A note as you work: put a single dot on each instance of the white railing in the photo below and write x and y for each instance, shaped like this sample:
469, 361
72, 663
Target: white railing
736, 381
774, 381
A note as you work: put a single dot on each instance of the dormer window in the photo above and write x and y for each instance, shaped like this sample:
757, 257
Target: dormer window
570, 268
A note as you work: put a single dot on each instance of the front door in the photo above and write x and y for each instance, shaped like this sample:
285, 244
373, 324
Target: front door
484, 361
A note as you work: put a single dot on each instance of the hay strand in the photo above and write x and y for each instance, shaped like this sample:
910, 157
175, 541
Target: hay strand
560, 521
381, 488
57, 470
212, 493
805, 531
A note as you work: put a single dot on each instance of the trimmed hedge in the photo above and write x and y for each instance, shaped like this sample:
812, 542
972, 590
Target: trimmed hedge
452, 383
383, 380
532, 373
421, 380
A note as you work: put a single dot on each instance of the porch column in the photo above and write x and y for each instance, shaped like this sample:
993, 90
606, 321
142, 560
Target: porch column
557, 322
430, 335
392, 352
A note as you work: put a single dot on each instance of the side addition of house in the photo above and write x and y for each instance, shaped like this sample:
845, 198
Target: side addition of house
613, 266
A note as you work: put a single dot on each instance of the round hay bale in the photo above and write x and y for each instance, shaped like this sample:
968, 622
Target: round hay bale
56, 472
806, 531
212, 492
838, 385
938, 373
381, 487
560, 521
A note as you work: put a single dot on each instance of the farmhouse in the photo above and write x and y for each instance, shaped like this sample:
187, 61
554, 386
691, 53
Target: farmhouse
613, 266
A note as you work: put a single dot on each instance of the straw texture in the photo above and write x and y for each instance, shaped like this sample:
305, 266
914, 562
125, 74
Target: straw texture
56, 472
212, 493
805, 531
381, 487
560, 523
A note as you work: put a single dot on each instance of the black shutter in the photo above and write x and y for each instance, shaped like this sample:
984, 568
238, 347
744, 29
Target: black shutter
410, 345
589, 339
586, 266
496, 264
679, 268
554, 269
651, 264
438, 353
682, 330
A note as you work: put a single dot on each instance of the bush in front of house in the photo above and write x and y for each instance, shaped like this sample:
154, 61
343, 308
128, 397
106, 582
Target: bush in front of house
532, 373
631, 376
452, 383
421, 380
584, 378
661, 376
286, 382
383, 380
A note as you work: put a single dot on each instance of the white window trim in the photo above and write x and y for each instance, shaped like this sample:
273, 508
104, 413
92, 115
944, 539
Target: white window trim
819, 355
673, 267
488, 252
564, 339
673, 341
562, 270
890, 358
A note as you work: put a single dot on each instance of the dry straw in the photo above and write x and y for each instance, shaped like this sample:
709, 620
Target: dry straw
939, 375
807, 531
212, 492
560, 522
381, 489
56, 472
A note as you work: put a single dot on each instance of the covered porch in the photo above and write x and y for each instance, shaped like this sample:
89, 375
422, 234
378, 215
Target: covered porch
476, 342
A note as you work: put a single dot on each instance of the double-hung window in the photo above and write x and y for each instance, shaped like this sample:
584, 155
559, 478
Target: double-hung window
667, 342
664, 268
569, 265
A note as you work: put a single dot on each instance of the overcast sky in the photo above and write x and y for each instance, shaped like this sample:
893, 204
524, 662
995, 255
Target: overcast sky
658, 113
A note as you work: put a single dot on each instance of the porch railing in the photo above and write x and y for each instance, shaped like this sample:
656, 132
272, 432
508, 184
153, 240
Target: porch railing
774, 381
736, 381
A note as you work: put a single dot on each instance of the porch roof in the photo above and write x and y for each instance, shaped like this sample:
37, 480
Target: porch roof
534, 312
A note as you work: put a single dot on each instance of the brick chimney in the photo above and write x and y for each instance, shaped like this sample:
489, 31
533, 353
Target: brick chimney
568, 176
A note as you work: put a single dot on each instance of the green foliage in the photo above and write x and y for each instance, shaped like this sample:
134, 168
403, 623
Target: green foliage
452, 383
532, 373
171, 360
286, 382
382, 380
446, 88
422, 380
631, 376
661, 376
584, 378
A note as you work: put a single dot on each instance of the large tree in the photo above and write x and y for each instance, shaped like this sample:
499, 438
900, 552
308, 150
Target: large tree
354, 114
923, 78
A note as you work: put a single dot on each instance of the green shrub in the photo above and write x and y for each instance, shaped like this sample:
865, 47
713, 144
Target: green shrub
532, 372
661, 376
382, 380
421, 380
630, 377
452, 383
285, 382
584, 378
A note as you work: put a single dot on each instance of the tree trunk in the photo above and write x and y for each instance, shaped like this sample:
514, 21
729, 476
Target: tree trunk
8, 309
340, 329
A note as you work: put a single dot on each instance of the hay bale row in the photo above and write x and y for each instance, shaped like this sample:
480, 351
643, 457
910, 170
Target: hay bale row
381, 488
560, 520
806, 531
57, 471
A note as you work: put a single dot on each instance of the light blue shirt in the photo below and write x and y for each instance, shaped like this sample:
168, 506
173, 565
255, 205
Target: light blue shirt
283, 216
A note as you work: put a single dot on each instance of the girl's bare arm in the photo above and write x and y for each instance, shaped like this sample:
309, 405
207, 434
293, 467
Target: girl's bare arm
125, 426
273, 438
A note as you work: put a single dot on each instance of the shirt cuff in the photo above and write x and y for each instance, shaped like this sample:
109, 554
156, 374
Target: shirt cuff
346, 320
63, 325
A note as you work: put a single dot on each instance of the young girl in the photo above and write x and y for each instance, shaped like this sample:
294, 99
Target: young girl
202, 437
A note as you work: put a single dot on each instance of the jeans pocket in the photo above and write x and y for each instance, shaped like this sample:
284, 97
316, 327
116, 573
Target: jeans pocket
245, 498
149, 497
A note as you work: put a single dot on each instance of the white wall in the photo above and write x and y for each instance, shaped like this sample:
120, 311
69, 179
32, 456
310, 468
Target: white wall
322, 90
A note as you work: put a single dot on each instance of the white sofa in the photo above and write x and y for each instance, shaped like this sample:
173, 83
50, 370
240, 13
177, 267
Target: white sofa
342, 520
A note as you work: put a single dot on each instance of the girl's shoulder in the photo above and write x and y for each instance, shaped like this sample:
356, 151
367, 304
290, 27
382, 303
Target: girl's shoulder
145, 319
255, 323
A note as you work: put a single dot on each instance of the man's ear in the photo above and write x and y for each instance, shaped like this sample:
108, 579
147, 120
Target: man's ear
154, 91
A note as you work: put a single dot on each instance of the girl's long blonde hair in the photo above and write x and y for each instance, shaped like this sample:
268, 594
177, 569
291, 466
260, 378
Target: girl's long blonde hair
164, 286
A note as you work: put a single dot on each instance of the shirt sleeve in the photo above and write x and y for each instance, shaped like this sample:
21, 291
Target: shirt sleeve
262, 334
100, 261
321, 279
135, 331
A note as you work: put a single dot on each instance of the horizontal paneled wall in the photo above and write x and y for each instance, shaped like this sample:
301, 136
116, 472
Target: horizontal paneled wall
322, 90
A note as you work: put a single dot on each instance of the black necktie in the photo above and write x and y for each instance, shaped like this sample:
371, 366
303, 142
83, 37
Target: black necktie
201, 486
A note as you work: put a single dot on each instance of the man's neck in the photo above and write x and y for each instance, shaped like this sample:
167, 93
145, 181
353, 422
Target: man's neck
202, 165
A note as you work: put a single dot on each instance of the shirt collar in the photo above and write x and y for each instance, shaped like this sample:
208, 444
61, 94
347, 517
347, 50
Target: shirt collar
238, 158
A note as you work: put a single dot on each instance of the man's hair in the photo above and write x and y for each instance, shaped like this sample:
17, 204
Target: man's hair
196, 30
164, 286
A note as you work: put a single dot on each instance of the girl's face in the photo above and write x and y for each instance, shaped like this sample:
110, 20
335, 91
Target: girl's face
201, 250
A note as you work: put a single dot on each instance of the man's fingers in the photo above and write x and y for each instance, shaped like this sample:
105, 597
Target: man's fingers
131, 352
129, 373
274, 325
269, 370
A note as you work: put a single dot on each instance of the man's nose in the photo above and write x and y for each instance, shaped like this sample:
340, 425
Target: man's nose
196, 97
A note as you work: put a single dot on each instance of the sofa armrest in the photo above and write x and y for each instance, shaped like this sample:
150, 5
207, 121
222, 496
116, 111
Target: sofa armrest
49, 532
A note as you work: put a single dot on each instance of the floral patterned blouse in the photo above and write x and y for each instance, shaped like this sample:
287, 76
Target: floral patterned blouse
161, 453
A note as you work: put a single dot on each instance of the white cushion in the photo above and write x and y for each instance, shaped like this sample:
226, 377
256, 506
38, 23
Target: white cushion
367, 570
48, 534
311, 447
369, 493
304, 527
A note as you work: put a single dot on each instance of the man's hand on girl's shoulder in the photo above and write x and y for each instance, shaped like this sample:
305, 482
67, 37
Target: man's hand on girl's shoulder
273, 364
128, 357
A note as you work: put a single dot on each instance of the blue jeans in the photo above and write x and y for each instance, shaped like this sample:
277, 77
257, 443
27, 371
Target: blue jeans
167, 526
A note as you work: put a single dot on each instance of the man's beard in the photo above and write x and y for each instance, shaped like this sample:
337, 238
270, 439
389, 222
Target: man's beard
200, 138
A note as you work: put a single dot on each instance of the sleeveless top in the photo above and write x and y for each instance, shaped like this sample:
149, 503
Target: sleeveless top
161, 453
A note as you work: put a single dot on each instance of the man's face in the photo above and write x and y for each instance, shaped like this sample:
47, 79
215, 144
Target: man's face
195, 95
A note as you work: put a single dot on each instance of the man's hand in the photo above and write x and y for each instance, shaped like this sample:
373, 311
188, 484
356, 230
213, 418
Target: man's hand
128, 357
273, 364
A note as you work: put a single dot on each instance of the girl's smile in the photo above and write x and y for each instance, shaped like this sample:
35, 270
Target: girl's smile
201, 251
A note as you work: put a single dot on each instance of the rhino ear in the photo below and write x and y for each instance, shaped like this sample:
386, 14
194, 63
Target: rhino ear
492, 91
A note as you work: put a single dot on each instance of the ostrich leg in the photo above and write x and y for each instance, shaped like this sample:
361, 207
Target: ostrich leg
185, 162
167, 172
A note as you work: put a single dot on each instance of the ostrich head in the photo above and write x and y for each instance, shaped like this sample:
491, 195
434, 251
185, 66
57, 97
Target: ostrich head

━━━━

* [Goal of the exercise]: Number the lines of the data as a list, starting at the line that contains "man's hand in" and running through the last line of the data, both ends included. Leave out any blank lines.

* [Completed exercise]:
1. A note as you work: put a single dot on each instance of the man's hand in the photo above and write x and y for each instance, shaped like this sample:
2. 373, 311
3. 188, 484
4. 356, 230
5. 213, 418
6. Target: man's hand
7. 128, 357
8. 273, 364
9. A note as you work: put a single dot on each instance of the girl's smile in the photo above and write x and y for each instance, shaped like this sample:
10. 35, 270
11. Target: girl's smile
12. 201, 251
13. A note as you work: put a single dot on each instance of the rhino ear in the photo below and write x and y for each instance, shaped like this sample:
14. 386, 14
15. 194, 63
16. Target: rhino ear
17. 492, 91
18. A note as you work: put a single dot on each instance of the ostrich leg in the photo above and write x and y for each instance, shaped like this sample:
19. 361, 207
20. Target: ostrich leg
21. 185, 162
22. 167, 172
23. A note as you work: put a single dot on each instance of the ostrich head in the photo above and write x and y for each instance, shaped like this sample:
24. 491, 195
25. 434, 251
26. 185, 66
27. 57, 97
28. Target: ostrich head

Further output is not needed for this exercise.